# [DOCUMENT EXTRACT]
The Gods Return
- First edition
- Author: David Drake
- Cover artist: Donato Giancola
- Language: English
- Series: Crown of the Isles #3
- Genre: Epic fantasy
- Publisher: Tor Books
- Publication date: November 11, 2008
- Publication place: United States
- Media type: Print (hardcover & paperback)
- Pages: 398 pp.
- ISBN: 978-0-765-31261-7
- Preceded by: The Mirror of Worlds

= The Gods Return =

2008 novel by David Drake

The Gods Return is the ninth and final book in the Lord of the Isles Saga by David Drake. It was published in 2008 by Tor Books, the third book of the Crown of the Isles. It follows the stories of Garric, Sharina, Cashel and Ilna in the newly changed world that was once the Isles and is now a great continent: the Land.

==Plot introduction==
Drake introduces the novel:

The Isles have been more or less unified under Garric's rule, but the Change that created the continent has removed the old Gods of the Isles from reality and released other Gods from other planes of existence.

Now the servants of the forbidden Gods of Palomir call forth the Worm, an ancient thing that threatens to devour all life in the newly formed kingdom and make way for the reign of dark Gods, newly awakened to ambitions of worship and domination. Some are bad... and some are worse.

==Synopsis==

=== Prologue ===
In Palomir, the priest of Franca, Salmson, calls forth the Worm; a giant worm that spews a black ash cloud from its mouth that melts the flesh off of whomever it touches, through the use of blood sacrifices. Using a hair of the Lady he restrains it and gives it into the keeping of Archas, a pirate. Salmson tells him that he must always possess the talisman, or the Worm will devour all the world as it did to its own. Upon summoning the worm, they see through to the worms home world, it is barren, lifeless, and completely covered in a grey ash.

=== The Main Events ===
Following the events of The Mirror of Worlds Garric, Sharina, Cashel and Ilna have been reunited on Pandah, the new capital of the continent. When they begin receiving reports of rat armies moving forth from Palomir under the influence of its Emperor and the forbidden gods (Franca in particular), they are forced to separate to save the kingdom.

# [LISTING]
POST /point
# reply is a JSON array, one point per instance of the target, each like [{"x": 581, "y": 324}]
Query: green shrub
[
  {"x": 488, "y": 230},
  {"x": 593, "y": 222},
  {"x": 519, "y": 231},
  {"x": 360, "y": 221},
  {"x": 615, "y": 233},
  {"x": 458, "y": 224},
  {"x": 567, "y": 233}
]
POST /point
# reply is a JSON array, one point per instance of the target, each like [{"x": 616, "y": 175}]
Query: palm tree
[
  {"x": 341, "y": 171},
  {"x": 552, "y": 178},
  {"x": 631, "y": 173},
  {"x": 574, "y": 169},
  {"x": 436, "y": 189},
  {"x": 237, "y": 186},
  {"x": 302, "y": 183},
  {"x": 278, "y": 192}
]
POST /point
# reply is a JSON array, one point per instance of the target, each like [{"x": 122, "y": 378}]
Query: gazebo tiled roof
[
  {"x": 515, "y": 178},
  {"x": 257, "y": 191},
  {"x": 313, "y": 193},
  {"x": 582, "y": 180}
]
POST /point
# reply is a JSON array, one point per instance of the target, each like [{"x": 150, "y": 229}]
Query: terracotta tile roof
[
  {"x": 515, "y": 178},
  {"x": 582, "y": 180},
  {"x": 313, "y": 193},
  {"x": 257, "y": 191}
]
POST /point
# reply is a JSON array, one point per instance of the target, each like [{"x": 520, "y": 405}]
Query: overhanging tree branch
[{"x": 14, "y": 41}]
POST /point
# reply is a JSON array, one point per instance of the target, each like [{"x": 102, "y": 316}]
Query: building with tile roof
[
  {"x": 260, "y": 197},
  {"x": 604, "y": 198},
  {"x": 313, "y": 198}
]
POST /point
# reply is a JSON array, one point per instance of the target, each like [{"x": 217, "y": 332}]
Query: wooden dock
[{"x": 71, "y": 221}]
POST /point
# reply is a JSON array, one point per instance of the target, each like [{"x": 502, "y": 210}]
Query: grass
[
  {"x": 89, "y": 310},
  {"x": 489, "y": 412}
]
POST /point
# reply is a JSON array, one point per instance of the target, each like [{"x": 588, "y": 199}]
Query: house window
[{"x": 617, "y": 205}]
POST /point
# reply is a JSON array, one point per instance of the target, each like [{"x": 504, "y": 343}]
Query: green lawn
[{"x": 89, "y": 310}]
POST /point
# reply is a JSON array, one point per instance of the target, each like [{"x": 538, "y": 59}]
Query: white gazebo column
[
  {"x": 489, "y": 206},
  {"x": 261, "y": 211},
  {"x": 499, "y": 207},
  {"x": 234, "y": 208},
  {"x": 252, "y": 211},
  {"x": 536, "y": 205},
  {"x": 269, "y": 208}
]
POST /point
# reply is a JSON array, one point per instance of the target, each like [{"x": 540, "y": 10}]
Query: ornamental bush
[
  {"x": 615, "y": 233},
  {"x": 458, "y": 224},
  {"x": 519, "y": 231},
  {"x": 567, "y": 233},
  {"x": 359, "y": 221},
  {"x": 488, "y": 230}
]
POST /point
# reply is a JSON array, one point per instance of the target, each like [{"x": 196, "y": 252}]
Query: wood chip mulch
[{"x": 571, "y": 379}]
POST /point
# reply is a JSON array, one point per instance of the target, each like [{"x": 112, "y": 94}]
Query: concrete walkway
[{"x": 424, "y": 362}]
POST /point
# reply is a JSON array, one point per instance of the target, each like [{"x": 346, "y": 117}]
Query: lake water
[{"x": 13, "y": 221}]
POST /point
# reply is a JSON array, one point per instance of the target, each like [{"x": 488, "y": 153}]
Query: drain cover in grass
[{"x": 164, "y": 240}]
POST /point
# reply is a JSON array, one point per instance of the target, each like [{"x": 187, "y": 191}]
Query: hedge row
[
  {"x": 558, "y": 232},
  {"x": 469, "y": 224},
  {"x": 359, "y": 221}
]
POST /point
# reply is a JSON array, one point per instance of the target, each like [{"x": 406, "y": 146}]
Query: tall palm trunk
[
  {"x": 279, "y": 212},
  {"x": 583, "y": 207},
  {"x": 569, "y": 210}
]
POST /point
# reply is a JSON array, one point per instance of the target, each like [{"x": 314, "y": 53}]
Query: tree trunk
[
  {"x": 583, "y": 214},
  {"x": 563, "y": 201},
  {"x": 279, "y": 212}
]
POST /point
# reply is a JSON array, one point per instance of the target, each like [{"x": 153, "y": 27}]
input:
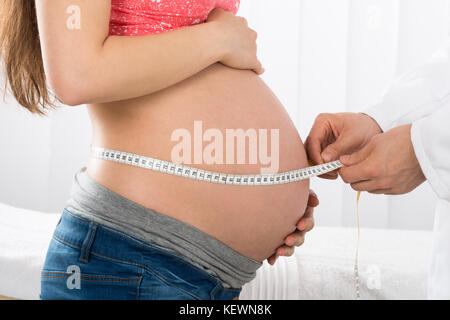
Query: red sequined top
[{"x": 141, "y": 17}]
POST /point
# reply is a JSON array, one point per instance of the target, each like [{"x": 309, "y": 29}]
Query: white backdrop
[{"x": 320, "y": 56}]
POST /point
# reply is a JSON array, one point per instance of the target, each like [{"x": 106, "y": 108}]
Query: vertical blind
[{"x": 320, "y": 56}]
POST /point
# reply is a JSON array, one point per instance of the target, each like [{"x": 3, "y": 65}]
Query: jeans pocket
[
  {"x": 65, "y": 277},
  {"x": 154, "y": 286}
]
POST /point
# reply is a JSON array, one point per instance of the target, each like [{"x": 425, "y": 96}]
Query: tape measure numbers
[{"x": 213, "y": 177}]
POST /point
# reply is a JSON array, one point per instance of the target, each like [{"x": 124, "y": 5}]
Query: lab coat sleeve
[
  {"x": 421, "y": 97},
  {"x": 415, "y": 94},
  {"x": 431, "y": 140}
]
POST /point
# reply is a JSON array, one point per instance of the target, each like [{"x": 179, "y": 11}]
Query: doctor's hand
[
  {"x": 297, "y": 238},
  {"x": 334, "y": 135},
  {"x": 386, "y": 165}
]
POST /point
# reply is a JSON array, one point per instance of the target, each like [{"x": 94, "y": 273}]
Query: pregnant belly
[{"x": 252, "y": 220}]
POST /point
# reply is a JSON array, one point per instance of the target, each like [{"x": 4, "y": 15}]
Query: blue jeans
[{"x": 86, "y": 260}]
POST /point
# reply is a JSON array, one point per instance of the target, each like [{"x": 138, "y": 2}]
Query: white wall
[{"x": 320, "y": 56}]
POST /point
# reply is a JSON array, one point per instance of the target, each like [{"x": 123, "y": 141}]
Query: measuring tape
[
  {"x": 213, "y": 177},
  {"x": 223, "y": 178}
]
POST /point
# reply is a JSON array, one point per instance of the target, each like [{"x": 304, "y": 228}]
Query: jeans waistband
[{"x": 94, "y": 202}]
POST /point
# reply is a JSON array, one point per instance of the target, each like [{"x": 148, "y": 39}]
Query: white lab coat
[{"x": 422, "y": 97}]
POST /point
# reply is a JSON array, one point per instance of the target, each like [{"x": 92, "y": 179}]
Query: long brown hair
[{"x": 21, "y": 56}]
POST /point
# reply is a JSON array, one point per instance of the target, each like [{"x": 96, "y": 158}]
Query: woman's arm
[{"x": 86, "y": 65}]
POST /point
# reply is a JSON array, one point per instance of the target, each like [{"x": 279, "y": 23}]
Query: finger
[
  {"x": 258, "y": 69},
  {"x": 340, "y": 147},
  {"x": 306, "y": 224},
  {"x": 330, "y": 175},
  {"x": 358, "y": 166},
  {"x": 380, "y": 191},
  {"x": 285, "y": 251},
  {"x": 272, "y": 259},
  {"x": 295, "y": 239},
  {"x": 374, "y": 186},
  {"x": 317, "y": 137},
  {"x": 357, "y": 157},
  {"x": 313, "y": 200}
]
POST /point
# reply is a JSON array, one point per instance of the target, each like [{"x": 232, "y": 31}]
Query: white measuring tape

---

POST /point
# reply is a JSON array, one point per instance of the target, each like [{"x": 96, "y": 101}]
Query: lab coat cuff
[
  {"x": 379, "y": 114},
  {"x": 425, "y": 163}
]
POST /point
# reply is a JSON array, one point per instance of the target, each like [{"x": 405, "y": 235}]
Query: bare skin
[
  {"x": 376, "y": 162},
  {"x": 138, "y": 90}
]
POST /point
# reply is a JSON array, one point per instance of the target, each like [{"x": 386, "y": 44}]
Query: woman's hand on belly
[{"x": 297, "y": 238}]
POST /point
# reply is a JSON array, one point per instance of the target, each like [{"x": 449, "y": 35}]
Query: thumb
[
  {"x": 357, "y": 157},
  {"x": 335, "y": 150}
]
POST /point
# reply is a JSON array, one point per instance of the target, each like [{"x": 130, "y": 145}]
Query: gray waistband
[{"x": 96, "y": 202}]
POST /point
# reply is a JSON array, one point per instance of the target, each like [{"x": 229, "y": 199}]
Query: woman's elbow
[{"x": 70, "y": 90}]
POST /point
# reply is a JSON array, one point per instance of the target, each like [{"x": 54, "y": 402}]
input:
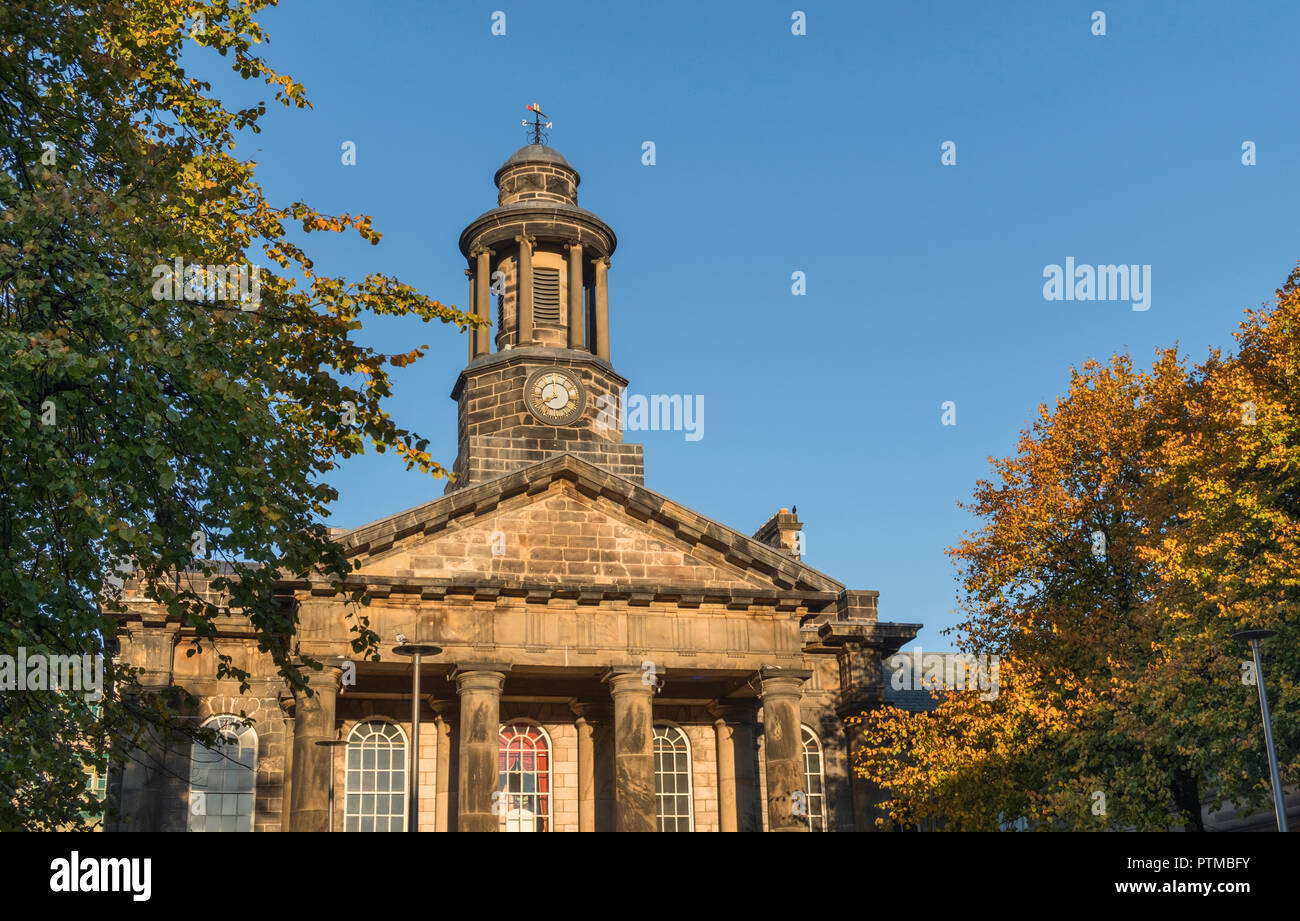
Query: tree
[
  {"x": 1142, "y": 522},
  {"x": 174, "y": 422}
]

# [INSTRUCTION]
Repeat word for word the passage of the article on The Gods Return that opens with the words containing "2008 novel by" and closes with "some are worse.".

# [OUTPUT OF THE EXERCISE]
2008 novel by David Drake

The Gods Return is the ninth and final book in the Lord of the Isles Saga by David Drake. It was published in 2008 by Tor Books, the third book of the Crown of the Isles. It follows the stories of Garric, Sharina, Cashel and Ilna in the newly changed world that was once the Isles and is now a great continent: the Land.

==Plot introduction==
Drake introduces the novel:

The Isles have been more or less unified under Garric's rule, but the Change that created the continent has removed the old Gods of the Isles from reality and released other Gods from other planes of existence.

Now the servants of the forbidden Gods of Palomir call forth the Worm, an ancient thing that threatens to devour all life in the newly formed kingdom and make way for the reign of dark Gods, newly awakened to ambitions of worship and domination. Some are bad... and some are worse.